**What is being asked:** Add 89 to every x and y coordinate in the answers. Then write out the listing below, starting at the line that contains "Please pick out the metal" and running through the end of the listing, with every request line kept in place.

**Input for this task:**
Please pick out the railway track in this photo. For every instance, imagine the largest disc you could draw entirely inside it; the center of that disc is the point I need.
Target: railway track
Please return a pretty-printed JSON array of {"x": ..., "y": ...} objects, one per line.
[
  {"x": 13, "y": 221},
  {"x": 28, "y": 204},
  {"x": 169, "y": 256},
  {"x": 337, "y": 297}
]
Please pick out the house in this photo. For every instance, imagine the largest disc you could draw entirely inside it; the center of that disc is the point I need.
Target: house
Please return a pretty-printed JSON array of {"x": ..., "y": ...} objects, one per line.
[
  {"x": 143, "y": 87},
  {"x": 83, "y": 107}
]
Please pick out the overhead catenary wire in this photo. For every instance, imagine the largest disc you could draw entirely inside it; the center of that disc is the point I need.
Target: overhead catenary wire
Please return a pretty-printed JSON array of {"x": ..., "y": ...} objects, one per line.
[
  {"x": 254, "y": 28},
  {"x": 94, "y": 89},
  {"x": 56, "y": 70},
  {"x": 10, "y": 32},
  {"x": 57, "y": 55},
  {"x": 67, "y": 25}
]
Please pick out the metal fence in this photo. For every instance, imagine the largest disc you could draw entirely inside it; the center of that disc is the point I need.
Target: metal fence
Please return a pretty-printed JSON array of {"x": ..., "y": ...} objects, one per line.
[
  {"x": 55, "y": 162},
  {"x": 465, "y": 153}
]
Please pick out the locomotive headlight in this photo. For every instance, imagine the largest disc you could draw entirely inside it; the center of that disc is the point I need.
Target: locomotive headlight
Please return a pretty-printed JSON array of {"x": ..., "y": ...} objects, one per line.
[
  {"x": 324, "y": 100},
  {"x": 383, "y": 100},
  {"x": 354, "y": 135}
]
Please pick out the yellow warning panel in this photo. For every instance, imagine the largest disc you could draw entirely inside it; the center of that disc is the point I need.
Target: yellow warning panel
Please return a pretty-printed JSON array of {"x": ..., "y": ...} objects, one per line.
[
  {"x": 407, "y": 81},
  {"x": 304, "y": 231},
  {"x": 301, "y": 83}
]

**The response:**
Please pick out the metal fence in this photo. For every instance, imagine the largest disc you could draw entirely inside it; the center of that disc is the point I need.
Target: metal fence
Please return a pretty-printed JSON array of {"x": ..., "y": ...} objects, one per line.
[
  {"x": 144, "y": 251},
  {"x": 554, "y": 242}
]
Please pick out the locomotive headlight in this photo. For every instance, imagine the largest disc you could draw entirely inside it; the center of that disc is the point I need.
Target: locomotive headlight
Please return a pretty-printed JSON array of {"x": ..., "y": ...} objects, one per line.
[
  {"x": 413, "y": 189},
  {"x": 472, "y": 189},
  {"x": 443, "y": 224}
]
Please pick out the yellow warning panel in this photo. For every instance, imagine the largest disc you could draw entirely inside it; the center of that disc is the point I need.
Target: yellow warning panel
Please return a pretty-printed JSON array of {"x": ..., "y": ...} objects, one per line.
[
  {"x": 496, "y": 170},
  {"x": 393, "y": 320},
  {"x": 390, "y": 172}
]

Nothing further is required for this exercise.